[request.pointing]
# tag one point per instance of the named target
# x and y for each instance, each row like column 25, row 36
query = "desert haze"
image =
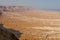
column 33, row 24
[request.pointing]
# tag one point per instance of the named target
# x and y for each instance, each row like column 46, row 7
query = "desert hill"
column 34, row 24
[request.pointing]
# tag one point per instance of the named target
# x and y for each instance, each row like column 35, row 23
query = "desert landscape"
column 33, row 24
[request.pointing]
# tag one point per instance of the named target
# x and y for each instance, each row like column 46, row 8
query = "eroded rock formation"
column 6, row 34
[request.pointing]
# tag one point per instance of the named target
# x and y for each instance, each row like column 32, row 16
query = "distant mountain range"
column 14, row 8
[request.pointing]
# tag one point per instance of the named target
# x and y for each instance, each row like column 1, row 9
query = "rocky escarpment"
column 6, row 35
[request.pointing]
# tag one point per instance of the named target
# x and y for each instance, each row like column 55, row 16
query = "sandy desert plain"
column 33, row 24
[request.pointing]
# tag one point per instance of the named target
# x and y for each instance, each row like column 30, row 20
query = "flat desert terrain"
column 33, row 24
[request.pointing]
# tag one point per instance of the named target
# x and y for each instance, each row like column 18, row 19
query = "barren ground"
column 35, row 25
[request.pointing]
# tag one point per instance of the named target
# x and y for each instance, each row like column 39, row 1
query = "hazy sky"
column 39, row 4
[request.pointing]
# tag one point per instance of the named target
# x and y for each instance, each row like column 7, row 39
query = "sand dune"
column 34, row 24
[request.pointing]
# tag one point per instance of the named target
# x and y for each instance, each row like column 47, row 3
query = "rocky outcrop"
column 6, row 35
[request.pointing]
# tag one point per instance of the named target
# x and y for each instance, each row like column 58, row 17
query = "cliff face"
column 6, row 35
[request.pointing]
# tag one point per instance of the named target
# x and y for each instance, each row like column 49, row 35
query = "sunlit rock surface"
column 34, row 24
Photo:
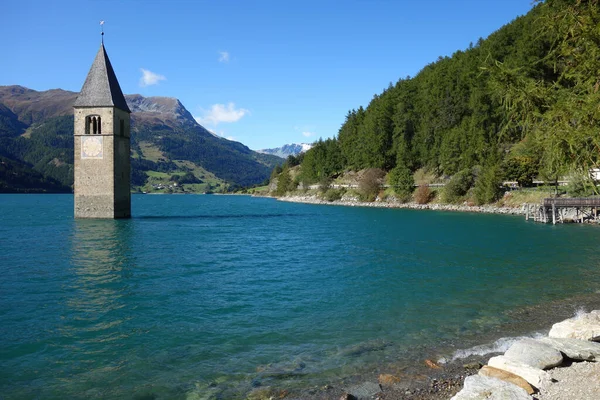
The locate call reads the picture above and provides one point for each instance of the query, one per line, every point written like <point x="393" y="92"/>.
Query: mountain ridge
<point x="292" y="149"/>
<point x="36" y="130"/>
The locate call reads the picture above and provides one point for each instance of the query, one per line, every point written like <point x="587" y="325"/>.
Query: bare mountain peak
<point x="287" y="150"/>
<point x="168" y="108"/>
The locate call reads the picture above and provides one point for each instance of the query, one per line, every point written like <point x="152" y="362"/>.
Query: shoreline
<point x="428" y="377"/>
<point x="486" y="209"/>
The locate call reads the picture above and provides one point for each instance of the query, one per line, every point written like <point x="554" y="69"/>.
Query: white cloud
<point x="224" y="56"/>
<point x="150" y="78"/>
<point x="221" y="113"/>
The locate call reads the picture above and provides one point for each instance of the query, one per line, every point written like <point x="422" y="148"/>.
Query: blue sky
<point x="264" y="73"/>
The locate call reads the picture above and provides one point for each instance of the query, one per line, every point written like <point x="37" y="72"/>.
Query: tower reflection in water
<point x="97" y="324"/>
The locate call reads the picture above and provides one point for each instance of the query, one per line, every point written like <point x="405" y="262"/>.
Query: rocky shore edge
<point x="351" y="202"/>
<point x="562" y="365"/>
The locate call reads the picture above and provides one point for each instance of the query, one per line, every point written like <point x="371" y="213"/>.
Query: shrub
<point x="370" y="183"/>
<point x="580" y="186"/>
<point x="423" y="194"/>
<point x="401" y="179"/>
<point x="458" y="186"/>
<point x="488" y="187"/>
<point x="333" y="194"/>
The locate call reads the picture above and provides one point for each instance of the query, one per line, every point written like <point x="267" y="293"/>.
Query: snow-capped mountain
<point x="288" y="149"/>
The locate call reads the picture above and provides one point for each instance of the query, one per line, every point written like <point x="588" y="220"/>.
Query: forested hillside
<point x="521" y="104"/>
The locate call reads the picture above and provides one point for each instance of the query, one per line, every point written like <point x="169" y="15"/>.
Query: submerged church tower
<point x="102" y="164"/>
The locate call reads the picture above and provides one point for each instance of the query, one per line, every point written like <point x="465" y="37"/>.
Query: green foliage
<point x="324" y="159"/>
<point x="423" y="195"/>
<point x="580" y="185"/>
<point x="559" y="112"/>
<point x="188" y="177"/>
<point x="370" y="183"/>
<point x="488" y="186"/>
<point x="534" y="81"/>
<point x="458" y="186"/>
<point x="333" y="194"/>
<point x="284" y="182"/>
<point x="402" y="181"/>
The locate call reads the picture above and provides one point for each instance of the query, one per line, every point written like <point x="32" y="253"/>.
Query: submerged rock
<point x="534" y="353"/>
<point x="535" y="376"/>
<point x="583" y="327"/>
<point x="388" y="379"/>
<point x="506" y="376"/>
<point x="364" y="390"/>
<point x="581" y="350"/>
<point x="479" y="387"/>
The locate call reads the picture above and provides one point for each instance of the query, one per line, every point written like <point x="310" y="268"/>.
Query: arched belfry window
<point x="93" y="125"/>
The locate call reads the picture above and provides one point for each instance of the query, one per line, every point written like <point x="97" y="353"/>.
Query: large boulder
<point x="583" y="327"/>
<point x="506" y="376"/>
<point x="580" y="350"/>
<point x="534" y="353"/>
<point x="479" y="387"/>
<point x="535" y="376"/>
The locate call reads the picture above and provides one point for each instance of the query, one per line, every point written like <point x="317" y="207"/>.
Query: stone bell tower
<point x="102" y="163"/>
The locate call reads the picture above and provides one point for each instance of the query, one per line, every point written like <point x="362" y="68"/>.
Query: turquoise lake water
<point x="200" y="296"/>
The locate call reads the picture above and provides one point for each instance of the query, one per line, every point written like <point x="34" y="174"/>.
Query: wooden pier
<point x="560" y="210"/>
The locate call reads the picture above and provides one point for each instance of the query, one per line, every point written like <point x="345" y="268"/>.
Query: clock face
<point x="91" y="147"/>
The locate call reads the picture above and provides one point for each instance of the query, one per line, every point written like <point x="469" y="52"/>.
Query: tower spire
<point x="102" y="28"/>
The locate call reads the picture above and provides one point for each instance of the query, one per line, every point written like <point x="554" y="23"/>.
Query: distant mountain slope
<point x="287" y="150"/>
<point x="36" y="131"/>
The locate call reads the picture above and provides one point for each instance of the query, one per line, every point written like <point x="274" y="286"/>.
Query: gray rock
<point x="479" y="387"/>
<point x="364" y="390"/>
<point x="534" y="353"/>
<point x="575" y="349"/>
<point x="535" y="376"/>
<point x="583" y="327"/>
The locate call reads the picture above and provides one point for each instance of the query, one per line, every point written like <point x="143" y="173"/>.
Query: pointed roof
<point x="101" y="87"/>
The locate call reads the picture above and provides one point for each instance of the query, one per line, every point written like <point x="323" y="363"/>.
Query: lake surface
<point x="209" y="296"/>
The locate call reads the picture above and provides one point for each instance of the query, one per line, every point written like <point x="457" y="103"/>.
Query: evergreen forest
<point x="522" y="104"/>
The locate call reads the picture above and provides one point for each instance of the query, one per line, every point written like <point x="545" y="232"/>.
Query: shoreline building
<point x="102" y="143"/>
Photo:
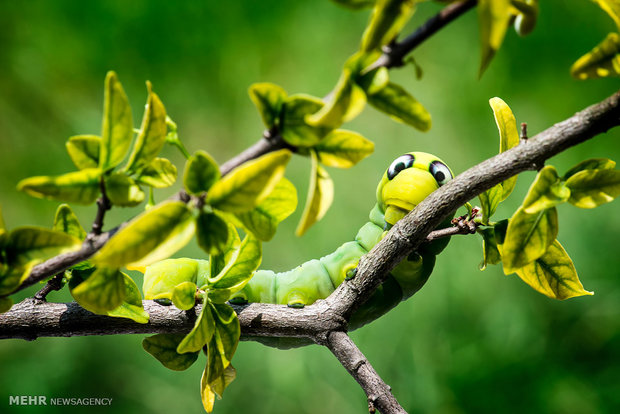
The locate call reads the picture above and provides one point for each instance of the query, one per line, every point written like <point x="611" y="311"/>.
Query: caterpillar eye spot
<point x="401" y="163"/>
<point x="440" y="172"/>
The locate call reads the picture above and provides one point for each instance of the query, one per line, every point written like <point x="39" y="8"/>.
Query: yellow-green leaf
<point x="343" y="149"/>
<point x="117" y="128"/>
<point x="611" y="7"/>
<point x="152" y="236"/>
<point x="201" y="333"/>
<point x="553" y="274"/>
<point x="294" y="129"/>
<point x="160" y="173"/>
<point x="67" y="222"/>
<point x="28" y="243"/>
<point x="387" y="20"/>
<point x="347" y="102"/>
<point x="401" y="106"/>
<point x="590" y="164"/>
<point x="201" y="172"/>
<point x="239" y="269"/>
<point x="249" y="184"/>
<point x="184" y="295"/>
<point x="602" y="61"/>
<point x="591" y="188"/>
<point x="80" y="187"/>
<point x="162" y="277"/>
<point x="131" y="308"/>
<point x="164" y="348"/>
<point x="12" y="276"/>
<point x="102" y="292"/>
<point x="489" y="200"/>
<point x="152" y="136"/>
<point x="5" y="304"/>
<point x="263" y="220"/>
<point x="211" y="233"/>
<point x="545" y="192"/>
<point x="123" y="191"/>
<point x="494" y="17"/>
<point x="527" y="237"/>
<point x="268" y="99"/>
<point x="508" y="136"/>
<point x="84" y="150"/>
<point x="320" y="196"/>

* **Exercise goal**
Return every line of the records that contains the word "water".

* **The output**
Query: tower reflection in water
Query: turquoise lake water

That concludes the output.